| PROBLEM TO WORK ON |
First find the line with "Query: yellow structure" in the entries below, then set down exactly every line through the line with "the overhead light fixture", that line included.

Referring expression pointing data
• • • • • • •

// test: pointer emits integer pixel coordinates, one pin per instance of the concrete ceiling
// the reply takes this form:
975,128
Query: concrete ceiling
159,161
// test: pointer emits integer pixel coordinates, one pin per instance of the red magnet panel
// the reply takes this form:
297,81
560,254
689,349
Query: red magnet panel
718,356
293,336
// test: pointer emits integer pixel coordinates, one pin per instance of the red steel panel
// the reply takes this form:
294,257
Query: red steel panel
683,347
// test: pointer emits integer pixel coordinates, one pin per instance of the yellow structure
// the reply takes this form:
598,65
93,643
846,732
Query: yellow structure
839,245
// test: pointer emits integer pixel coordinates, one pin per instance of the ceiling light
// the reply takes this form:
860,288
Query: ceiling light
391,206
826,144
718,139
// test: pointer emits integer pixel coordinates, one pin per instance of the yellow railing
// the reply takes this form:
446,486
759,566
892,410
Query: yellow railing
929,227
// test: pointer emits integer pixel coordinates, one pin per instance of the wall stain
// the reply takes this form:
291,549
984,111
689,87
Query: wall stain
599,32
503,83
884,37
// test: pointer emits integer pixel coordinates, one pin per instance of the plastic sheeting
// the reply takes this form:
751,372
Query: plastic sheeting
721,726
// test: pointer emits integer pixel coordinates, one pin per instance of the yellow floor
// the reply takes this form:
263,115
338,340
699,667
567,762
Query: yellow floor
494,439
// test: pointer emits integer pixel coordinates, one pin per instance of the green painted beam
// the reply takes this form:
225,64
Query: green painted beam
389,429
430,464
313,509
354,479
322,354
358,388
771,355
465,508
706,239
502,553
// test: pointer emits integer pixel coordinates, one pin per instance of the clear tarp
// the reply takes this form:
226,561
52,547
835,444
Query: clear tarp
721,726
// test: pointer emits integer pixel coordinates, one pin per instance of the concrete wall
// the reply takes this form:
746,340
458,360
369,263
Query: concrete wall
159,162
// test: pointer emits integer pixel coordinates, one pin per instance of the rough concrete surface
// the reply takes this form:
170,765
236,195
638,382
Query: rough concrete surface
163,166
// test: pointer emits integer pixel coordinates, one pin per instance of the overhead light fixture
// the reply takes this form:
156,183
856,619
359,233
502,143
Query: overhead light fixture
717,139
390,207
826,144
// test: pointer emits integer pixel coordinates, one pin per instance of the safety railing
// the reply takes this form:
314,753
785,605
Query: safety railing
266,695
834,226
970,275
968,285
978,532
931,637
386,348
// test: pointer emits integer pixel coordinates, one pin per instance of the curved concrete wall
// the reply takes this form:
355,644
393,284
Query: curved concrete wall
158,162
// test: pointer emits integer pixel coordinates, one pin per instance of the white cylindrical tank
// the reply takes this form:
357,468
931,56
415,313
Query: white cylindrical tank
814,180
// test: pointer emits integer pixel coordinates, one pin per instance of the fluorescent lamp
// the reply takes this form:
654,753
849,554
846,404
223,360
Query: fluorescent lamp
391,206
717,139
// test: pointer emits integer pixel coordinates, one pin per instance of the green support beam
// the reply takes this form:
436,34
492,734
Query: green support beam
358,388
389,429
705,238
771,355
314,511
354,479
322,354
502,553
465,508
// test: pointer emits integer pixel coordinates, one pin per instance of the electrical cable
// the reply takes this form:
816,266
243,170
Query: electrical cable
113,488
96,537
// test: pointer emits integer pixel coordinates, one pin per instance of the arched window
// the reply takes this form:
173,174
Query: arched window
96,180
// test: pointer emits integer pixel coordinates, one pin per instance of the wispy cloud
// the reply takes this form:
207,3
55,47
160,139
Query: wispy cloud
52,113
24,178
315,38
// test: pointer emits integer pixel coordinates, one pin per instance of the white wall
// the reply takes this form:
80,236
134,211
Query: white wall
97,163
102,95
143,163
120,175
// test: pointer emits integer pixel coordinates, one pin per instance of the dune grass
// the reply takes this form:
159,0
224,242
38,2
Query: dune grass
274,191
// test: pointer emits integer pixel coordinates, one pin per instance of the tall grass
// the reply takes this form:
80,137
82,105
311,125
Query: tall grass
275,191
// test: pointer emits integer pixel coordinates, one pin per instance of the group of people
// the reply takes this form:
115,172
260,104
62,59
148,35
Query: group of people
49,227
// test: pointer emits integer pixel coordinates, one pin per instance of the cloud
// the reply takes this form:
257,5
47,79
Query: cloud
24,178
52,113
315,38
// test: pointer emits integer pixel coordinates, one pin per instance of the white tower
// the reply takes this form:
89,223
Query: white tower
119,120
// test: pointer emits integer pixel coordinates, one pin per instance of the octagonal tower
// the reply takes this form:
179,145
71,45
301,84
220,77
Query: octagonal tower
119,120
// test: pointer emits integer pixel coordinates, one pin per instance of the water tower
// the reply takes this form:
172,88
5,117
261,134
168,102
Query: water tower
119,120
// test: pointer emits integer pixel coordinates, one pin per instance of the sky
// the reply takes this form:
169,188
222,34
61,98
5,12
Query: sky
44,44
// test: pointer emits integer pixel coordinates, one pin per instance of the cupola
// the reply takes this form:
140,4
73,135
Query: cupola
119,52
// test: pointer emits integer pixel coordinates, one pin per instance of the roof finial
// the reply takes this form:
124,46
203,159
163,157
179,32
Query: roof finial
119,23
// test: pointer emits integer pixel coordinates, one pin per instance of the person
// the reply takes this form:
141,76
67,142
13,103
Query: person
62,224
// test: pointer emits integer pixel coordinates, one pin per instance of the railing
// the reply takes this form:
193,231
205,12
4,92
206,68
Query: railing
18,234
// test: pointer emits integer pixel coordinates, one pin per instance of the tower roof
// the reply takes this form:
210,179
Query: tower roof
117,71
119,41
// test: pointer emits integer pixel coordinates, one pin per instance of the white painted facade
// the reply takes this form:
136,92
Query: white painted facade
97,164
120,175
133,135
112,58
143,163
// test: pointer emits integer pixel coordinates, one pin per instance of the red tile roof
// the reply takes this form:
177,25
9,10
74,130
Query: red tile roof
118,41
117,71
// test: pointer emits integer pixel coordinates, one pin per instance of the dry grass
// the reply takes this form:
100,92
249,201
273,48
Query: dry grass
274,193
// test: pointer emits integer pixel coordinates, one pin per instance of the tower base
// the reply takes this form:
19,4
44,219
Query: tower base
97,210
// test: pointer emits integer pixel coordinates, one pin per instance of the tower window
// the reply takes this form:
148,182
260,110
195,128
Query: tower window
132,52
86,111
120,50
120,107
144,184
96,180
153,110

• • • • • • •

| EXPECTED ANSWER |
Query: yellow structure
839,245
// test: pointer emits integer pixel coordinates, one pin per instance of the ceiling light
// the reply takes this form:
860,288
Query: ceiling light
391,206
826,144
718,139
// test: pointer emits integer pixel coordinates, one pin per instance of the yellow railing
// the reply takes this form:
446,486
759,566
892,410
Query: yellow railing
929,227
// test: pointer emits integer pixel coordinates, one pin per instance of the wall stain
// the reply takes this form:
291,549
984,111
689,87
Query: wall stain
599,32
503,83
884,37
// test: pointer emits integer pixel coordinates, one pin per instance of the plastic sheeting
// the reply takes this form:
751,372
Query: plastic sheeting
721,726
// test: pointer emits integer pixel coordinates, one pin per instance of the yellow floor
// the reply takes this form:
263,115
338,340
699,667
567,762
Query: yellow floor
494,439
// test: pointer emits integer pixel coordinates, one pin per instance of the green painted beam
// the reply takes this form:
225,64
Query: green painted beam
389,429
430,464
313,509
354,479
322,354
358,388
771,355
465,508
706,239
502,553
// test: pointer emits integer pixel coordinates, one pin per instance of the clear tarp
// the reply takes this form:
226,561
52,547
835,444
Query: clear tarp
721,726
// test: pointer emits integer pixel coordinates, one pin per instance of the concrete wall
// the reply takes this form:
746,340
458,360
369,263
Query: concrete wall
159,162
// test: pointer emits integer pixel coordinates, one pin per instance of the rough concrete surface
// the reply takes this form:
170,765
236,195
638,382
Query: rough concrete surface
163,166
// test: pointer emits integer pixel coordinates, one pin per instance of the overhead light fixture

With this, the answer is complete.